• **Directions**
1. In the text on free software for biologists, reproduce the passage from "This is the" up to and including "to write about.", substituting "reference managers" for "writing tools".
2. Check each statement against the text on free software for biologists: (a) the post belongs to a series of five parts; (b) the post sets out to dwell on good practices for data management; (c) the British Ecological Society produced a guide on data management. Answer yes or no for each and quote the deciding words.
┌─ Text section
Free software for biologists pt. 2 – data management and analysis

This is the second part of a five-part series, collated here. Having covered writing tools in the last post, this time I’m focussing on creating something to write about.

Data management

Let’s assume that you’ve been out, conducted experiments or sampling regimes, and returned after much effort with a mountain of data. As scientists we invest much thought into how best to collect reliable data, and also in how to effectively analyse it. The intermediate stage — arranging, cleaning and processing the data — is often overlooked. Yet this can sometimes take as long as collecting the data in the first place, and specialist tools exist to make your life easier.

I’m not going to dwell here on good practices for data management; for that there’s an excellent guide produced by the British Ecological Society which says more than I could. The principles of data organisation are well covered in this paper by Hadley Wickham. Both are on the essential reading list for students in my group, and I’d recommend them to anyone. Instead my focus here is on the tools you can use to do it.
└─
┌─ Given data
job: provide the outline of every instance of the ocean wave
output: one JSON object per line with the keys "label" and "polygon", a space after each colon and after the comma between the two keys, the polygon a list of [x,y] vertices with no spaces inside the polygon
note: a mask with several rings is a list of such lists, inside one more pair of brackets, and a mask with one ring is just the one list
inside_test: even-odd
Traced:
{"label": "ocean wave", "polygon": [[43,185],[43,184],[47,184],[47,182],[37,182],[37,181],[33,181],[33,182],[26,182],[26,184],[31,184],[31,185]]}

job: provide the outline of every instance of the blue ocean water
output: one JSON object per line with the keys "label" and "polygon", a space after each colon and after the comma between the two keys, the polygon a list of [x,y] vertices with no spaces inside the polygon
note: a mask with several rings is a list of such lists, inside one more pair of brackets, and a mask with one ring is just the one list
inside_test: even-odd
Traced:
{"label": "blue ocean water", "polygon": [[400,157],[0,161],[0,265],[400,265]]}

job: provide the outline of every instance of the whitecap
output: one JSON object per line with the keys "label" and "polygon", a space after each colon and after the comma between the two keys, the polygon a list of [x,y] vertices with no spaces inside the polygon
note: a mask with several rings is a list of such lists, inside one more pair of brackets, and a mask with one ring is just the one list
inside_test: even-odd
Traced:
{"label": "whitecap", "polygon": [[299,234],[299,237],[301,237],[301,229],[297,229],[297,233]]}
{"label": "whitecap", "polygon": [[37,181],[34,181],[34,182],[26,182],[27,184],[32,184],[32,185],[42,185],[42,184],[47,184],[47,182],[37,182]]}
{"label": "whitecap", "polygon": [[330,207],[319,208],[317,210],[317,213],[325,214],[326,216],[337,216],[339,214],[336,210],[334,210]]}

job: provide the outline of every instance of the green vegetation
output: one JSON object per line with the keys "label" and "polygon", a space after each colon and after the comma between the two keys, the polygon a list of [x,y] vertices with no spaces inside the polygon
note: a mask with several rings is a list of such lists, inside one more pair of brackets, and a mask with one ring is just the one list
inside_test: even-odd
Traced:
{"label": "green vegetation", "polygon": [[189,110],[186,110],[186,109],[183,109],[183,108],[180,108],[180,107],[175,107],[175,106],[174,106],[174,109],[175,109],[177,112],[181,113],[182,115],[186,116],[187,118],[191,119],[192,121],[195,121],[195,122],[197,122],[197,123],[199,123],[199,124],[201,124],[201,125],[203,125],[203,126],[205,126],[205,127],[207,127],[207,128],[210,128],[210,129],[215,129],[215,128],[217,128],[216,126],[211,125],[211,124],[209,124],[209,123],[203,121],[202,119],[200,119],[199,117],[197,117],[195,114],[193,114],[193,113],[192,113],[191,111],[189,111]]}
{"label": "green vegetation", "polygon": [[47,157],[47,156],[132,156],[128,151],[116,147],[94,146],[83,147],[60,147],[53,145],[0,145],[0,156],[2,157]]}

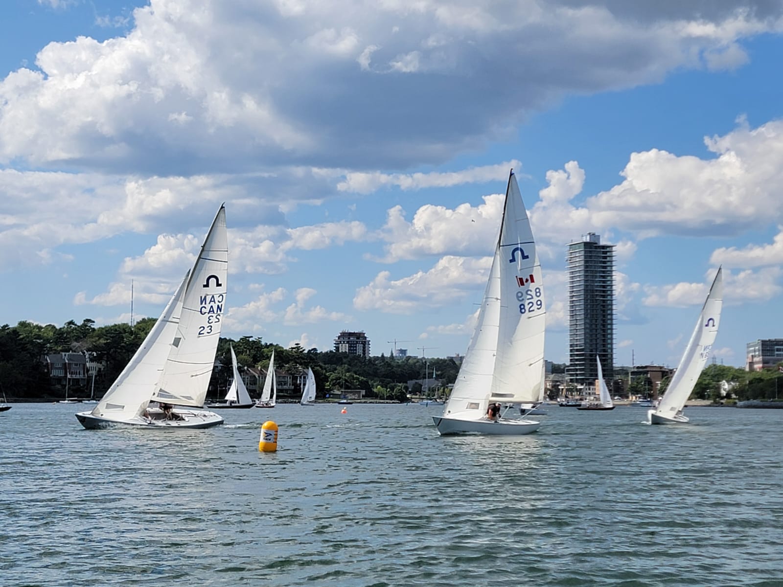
└─
• **Task-by-task results**
1.
This is the second part of a five-part series, collated here. Having covered reference managers in the last post, this time I’m focussing on creating something to write about.

2.
(a) Yes: "the second part of a five-part series"
(b) No: "I’m not going to dwell here on good practices for data management"
(c) Yes: "an excellent guide produced by the British Ecological Society"